Please take the records that follow and repeat exactly the lines starting with the line with "positive clicks: (521, 659) (486, 655)" and going on through the line with "positive clicks: (581, 663)".

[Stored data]
● ● ● ● ●

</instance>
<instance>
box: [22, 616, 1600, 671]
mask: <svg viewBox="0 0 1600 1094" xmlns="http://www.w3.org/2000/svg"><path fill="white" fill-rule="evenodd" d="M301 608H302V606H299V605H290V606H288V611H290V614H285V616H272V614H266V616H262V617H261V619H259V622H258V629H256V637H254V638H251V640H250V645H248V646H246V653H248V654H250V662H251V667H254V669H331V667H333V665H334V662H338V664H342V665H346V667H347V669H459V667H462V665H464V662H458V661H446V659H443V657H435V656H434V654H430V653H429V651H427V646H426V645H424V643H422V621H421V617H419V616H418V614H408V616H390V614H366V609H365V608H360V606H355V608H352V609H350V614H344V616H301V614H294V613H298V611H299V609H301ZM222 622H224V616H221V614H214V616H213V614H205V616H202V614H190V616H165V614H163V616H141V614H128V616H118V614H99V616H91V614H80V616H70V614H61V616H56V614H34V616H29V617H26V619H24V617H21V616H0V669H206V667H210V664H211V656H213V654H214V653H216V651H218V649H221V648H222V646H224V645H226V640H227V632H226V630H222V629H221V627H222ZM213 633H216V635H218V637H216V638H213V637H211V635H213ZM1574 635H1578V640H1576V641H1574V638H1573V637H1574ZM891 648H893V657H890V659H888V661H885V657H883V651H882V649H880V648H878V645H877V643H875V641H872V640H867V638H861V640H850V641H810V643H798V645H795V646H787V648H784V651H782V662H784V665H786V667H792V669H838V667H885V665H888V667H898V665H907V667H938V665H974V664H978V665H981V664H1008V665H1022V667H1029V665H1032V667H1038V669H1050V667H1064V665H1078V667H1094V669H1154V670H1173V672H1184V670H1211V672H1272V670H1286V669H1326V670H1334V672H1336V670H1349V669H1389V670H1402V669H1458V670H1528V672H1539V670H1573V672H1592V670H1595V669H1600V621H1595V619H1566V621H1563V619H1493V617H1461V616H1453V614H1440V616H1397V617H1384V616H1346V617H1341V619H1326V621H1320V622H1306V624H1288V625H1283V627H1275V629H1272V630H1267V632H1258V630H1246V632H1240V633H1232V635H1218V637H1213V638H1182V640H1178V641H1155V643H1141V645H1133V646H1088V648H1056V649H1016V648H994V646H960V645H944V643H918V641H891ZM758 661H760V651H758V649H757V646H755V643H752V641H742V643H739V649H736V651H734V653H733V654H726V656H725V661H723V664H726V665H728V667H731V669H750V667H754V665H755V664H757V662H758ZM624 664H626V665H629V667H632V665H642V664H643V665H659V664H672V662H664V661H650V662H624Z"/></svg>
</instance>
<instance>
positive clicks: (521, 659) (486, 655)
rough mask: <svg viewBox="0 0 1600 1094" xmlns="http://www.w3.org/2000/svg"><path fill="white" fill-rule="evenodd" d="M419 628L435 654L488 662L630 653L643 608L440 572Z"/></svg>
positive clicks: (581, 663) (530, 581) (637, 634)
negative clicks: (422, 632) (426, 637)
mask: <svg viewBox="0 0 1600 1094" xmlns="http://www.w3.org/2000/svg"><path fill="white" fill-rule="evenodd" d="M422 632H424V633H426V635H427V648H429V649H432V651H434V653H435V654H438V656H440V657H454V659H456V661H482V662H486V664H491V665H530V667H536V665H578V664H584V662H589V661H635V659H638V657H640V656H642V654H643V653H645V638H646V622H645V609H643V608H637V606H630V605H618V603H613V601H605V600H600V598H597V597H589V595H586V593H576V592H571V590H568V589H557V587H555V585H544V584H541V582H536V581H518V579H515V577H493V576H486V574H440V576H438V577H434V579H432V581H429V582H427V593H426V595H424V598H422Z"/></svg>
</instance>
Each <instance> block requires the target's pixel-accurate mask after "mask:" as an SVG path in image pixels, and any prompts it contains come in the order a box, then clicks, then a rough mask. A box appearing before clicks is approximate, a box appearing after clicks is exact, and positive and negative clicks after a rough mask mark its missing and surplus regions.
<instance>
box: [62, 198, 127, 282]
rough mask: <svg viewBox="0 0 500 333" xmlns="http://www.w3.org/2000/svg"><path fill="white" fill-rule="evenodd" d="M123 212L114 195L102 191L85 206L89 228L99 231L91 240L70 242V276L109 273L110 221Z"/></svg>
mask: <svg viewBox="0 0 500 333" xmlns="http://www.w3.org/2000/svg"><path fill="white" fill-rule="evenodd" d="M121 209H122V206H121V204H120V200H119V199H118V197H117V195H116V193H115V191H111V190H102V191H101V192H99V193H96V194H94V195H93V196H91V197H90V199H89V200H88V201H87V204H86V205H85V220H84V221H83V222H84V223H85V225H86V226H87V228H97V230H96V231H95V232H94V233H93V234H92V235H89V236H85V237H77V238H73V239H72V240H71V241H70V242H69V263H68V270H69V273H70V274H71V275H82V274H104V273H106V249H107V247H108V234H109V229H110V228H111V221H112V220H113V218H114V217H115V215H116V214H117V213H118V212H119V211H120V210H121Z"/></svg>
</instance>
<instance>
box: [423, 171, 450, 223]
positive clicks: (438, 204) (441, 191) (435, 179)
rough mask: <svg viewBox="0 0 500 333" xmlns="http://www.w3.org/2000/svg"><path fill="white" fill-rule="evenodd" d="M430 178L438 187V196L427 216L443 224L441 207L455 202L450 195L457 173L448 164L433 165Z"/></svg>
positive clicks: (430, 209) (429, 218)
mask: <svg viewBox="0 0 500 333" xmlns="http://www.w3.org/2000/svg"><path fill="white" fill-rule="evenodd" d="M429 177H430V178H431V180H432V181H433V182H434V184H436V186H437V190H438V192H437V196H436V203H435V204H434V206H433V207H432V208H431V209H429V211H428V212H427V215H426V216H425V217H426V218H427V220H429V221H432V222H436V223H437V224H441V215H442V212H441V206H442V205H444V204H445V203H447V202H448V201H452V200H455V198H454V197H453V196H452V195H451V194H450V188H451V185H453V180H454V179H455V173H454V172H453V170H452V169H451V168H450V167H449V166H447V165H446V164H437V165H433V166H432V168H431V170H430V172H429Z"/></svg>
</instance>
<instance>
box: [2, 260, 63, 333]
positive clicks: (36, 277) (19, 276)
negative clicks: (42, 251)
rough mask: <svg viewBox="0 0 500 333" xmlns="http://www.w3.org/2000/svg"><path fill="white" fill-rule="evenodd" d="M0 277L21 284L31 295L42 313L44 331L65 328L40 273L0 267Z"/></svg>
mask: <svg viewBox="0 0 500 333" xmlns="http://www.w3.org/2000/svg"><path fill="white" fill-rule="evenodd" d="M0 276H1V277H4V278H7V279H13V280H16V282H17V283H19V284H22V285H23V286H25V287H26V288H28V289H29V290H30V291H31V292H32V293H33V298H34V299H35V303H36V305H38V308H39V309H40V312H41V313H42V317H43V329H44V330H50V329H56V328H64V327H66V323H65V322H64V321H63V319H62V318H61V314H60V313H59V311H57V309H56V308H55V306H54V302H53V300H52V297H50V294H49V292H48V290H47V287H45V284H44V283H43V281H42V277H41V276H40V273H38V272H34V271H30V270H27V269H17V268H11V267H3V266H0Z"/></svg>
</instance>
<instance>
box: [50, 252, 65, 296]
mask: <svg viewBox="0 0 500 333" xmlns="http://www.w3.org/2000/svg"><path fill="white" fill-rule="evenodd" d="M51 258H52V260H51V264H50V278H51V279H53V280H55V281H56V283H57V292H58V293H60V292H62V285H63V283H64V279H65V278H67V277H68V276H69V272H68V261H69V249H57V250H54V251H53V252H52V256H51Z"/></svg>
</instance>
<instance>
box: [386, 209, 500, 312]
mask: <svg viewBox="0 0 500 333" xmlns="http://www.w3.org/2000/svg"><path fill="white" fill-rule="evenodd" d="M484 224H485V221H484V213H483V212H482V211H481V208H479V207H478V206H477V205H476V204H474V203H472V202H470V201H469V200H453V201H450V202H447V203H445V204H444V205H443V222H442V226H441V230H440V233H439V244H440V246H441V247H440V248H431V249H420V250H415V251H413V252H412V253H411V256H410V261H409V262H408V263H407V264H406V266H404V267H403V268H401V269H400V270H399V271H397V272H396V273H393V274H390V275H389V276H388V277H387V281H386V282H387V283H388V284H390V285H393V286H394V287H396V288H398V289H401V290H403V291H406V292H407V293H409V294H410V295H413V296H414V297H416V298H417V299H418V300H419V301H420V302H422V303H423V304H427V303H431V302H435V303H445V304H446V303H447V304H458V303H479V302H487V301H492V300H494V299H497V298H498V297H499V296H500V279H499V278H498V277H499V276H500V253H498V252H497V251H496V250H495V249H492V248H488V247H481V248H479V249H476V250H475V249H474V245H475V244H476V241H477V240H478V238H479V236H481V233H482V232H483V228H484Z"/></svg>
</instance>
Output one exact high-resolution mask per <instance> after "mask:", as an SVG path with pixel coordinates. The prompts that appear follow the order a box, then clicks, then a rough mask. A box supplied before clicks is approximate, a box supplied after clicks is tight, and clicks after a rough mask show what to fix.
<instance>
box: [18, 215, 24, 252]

● ● ● ● ●

Exercise solution:
positive clicks: (521, 659) (486, 655)
rough mask: <svg viewBox="0 0 1600 1094" xmlns="http://www.w3.org/2000/svg"><path fill="white" fill-rule="evenodd" d="M419 628L435 654L488 662L630 653L643 608L440 572Z"/></svg>
positive clicks: (581, 663) (530, 581) (637, 634)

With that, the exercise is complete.